:: Written request ::
Copy out everything from the row containing "Point out man's smiling" down to the last of the rows below, keeping the text rows unchanged and raising every box coordinate by 150.

Box-labeled dataset extracts
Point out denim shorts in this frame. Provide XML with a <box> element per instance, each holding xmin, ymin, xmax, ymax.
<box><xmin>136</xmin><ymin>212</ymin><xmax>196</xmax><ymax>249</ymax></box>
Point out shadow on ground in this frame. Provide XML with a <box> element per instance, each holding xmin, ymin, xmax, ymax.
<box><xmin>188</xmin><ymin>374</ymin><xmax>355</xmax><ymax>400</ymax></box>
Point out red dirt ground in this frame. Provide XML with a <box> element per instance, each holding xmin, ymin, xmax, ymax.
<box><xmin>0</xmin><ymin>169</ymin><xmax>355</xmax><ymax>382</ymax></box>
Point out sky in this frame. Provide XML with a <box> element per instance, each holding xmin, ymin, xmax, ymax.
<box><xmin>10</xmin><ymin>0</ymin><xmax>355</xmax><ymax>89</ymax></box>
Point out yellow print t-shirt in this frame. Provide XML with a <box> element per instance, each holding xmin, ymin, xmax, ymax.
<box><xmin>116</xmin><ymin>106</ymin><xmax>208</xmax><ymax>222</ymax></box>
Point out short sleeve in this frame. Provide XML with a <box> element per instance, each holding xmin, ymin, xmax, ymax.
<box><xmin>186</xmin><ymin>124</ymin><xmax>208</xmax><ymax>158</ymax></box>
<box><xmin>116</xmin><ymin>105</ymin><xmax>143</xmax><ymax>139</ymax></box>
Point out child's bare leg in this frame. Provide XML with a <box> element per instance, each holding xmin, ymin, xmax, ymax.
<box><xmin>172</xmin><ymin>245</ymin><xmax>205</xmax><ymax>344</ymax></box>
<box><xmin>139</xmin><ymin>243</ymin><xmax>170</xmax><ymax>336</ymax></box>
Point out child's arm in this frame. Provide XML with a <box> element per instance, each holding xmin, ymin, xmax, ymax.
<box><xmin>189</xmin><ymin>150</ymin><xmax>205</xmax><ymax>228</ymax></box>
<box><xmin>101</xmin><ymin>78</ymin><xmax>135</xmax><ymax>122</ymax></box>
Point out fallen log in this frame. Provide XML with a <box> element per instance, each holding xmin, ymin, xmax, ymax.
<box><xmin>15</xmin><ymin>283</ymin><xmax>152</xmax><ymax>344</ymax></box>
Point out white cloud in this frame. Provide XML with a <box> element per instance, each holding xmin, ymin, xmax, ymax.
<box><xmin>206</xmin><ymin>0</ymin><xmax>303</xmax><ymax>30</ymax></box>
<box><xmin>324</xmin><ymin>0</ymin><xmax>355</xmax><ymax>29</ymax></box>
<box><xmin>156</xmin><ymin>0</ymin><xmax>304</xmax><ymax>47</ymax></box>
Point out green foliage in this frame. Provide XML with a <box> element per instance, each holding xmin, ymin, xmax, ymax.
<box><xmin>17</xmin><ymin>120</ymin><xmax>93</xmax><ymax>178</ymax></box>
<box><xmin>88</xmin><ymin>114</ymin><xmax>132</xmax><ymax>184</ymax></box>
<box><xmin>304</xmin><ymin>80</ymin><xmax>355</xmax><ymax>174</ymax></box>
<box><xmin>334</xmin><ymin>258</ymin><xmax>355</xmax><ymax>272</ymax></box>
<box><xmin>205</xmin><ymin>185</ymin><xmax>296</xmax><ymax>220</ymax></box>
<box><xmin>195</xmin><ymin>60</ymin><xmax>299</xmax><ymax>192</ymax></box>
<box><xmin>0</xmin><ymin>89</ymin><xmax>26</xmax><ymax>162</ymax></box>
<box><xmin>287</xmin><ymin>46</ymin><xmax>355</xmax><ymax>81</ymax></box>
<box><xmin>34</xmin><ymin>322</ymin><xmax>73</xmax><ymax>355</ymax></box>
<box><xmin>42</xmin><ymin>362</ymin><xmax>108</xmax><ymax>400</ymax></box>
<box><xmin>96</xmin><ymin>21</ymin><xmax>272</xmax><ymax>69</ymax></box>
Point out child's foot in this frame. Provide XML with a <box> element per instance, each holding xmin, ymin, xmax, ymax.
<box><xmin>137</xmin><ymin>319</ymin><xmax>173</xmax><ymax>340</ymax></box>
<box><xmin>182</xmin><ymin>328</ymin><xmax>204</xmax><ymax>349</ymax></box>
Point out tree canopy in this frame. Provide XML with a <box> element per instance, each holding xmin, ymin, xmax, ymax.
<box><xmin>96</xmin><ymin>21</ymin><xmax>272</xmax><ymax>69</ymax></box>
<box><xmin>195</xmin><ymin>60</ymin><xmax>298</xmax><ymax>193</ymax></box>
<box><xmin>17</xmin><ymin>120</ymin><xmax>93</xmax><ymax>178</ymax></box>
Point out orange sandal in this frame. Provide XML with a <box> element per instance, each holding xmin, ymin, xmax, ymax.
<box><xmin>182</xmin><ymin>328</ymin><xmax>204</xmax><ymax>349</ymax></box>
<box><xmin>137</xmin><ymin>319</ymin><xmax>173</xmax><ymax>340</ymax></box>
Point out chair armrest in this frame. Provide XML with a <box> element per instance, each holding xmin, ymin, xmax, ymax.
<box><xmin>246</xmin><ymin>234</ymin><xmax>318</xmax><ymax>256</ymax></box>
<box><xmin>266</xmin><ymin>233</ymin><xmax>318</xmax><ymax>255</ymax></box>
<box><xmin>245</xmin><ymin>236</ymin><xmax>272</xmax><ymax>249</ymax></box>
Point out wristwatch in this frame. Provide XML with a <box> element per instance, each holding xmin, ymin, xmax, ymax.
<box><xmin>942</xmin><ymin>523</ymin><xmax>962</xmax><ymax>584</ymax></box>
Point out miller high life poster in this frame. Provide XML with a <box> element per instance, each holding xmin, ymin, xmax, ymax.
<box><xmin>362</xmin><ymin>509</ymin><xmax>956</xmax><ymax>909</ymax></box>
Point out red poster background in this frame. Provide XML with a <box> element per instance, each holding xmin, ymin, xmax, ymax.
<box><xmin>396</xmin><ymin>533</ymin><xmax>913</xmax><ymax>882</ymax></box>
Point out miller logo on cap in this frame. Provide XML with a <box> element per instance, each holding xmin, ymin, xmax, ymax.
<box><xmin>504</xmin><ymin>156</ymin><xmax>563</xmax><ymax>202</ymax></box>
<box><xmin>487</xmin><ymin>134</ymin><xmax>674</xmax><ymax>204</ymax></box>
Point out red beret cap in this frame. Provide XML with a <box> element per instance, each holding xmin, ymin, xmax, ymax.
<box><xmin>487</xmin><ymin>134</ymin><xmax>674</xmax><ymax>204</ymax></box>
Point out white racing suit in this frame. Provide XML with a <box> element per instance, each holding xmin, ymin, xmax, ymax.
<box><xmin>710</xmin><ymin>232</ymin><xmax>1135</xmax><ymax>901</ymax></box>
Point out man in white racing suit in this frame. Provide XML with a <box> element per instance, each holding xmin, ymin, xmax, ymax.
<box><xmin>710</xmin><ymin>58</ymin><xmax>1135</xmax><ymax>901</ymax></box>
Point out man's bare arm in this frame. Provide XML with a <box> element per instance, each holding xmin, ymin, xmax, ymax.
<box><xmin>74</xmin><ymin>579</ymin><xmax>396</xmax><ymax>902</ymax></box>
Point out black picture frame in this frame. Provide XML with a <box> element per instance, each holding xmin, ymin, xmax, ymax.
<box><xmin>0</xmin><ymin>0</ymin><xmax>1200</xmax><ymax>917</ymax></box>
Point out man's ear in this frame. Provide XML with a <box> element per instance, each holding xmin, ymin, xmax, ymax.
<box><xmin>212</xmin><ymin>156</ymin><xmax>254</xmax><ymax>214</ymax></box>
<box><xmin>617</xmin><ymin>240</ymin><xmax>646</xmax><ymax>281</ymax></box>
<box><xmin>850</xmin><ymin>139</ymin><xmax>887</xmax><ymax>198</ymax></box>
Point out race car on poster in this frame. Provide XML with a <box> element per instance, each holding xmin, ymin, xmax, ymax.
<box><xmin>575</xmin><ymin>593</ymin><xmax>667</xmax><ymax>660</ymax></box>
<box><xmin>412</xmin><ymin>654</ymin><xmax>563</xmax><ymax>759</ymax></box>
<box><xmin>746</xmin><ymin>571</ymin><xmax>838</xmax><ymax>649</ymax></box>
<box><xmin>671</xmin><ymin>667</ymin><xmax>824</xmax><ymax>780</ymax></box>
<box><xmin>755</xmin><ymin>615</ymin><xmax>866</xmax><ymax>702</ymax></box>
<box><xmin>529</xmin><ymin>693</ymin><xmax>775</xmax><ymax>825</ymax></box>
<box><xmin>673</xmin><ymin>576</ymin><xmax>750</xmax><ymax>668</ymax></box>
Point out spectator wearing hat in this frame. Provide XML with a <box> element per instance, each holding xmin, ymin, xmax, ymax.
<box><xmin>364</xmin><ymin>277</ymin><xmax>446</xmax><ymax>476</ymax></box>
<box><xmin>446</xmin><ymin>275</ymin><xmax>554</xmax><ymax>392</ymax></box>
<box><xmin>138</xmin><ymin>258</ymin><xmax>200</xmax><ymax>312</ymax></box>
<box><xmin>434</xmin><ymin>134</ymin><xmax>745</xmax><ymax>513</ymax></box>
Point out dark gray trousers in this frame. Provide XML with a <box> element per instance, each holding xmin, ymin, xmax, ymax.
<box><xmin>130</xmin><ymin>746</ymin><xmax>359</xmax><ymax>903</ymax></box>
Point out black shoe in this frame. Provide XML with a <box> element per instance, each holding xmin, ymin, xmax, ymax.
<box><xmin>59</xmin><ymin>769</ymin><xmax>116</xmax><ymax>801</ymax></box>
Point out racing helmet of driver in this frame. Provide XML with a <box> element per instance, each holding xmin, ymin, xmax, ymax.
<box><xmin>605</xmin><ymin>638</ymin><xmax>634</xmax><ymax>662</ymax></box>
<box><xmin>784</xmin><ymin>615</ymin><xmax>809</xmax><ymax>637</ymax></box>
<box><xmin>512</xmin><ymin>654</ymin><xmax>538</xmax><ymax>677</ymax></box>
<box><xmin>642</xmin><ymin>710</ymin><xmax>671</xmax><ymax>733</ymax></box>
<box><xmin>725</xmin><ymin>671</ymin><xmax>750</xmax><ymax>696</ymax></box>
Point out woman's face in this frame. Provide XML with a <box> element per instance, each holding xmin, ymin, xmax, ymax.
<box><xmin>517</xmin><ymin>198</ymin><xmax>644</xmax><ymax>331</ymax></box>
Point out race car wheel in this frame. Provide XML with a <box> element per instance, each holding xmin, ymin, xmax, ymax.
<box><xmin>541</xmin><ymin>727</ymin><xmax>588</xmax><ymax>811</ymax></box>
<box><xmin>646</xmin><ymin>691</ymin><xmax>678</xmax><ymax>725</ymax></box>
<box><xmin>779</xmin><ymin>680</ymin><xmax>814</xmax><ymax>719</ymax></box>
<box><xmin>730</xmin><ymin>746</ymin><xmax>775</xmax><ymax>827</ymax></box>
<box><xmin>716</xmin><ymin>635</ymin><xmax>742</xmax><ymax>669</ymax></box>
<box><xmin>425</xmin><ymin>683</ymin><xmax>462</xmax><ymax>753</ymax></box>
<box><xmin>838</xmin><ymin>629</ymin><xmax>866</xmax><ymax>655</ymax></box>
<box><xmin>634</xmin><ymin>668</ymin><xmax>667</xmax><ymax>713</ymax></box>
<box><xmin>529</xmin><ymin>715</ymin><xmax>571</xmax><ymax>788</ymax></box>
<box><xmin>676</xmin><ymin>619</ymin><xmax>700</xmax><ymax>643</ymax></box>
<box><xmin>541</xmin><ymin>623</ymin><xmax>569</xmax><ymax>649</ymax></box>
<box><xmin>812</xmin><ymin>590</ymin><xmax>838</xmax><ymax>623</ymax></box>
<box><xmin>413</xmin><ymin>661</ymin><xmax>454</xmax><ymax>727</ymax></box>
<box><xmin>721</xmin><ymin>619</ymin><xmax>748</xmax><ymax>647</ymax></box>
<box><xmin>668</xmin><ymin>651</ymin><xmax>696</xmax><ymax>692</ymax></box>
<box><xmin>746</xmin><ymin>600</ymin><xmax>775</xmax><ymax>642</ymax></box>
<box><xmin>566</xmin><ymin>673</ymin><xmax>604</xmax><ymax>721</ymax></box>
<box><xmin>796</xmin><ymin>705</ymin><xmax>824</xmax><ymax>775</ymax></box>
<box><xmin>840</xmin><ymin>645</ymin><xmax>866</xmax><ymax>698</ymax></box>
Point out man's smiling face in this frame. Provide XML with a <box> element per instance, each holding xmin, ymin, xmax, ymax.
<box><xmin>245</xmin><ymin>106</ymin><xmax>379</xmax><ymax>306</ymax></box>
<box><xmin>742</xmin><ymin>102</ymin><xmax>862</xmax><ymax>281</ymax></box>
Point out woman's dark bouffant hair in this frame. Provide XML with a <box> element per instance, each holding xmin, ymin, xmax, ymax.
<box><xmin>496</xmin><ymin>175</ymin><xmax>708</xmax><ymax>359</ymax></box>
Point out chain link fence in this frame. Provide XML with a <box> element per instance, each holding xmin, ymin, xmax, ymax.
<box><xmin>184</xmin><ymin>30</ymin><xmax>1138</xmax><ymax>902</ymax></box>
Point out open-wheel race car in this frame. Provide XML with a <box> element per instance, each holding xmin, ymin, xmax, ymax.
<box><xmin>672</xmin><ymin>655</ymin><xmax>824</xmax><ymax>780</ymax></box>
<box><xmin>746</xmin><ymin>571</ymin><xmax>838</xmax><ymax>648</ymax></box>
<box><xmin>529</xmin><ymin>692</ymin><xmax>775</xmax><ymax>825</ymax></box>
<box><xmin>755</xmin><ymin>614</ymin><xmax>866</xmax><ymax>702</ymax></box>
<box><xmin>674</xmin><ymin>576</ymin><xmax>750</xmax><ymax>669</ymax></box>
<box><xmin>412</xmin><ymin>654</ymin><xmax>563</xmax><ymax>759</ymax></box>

:: Written solution ::
Point out man's smiling face in this frame. Provide XML with a <box> element per instance, each holding xmin, ymin, xmax, ymax.
<box><xmin>395</xmin><ymin>256</ymin><xmax>529</xmax><ymax>456</ymax></box>
<box><xmin>892</xmin><ymin>252</ymin><xmax>1012</xmax><ymax>431</ymax></box>
Point out woman's dark bouffant hair in this frame. Provide XML with a <box> element per instance, each holding xmin, ymin, xmax, ymax.
<box><xmin>646</xmin><ymin>325</ymin><xmax>858</xmax><ymax>509</ymax></box>
Point out chain link fence in this frame. Provide XML with a <box> element per instance, each holding xmin, ymin, xmax, ymax.
<box><xmin>334</xmin><ymin>180</ymin><xmax>1288</xmax><ymax>1052</ymax></box>
Point out open-wheel race car in this frame. Provide XML with a <box> element per instance, each holding xmin, ymin, xmax, ymax.
<box><xmin>822</xmin><ymin>805</ymin><xmax>974</xmax><ymax>930</ymax></box>
<box><xmin>896</xmin><ymin>721</ymin><xmax>988</xmax><ymax>798</ymax></box>
<box><xmin>679</xmin><ymin>842</ymin><xmax>925</xmax><ymax>975</ymax></box>
<box><xmin>905</xmin><ymin>764</ymin><xmax>1016</xmax><ymax>852</ymax></box>
<box><xmin>824</xmin><ymin>726</ymin><xmax>900</xmax><ymax>819</ymax></box>
<box><xmin>562</xmin><ymin>804</ymin><xmax>713</xmax><ymax>909</ymax></box>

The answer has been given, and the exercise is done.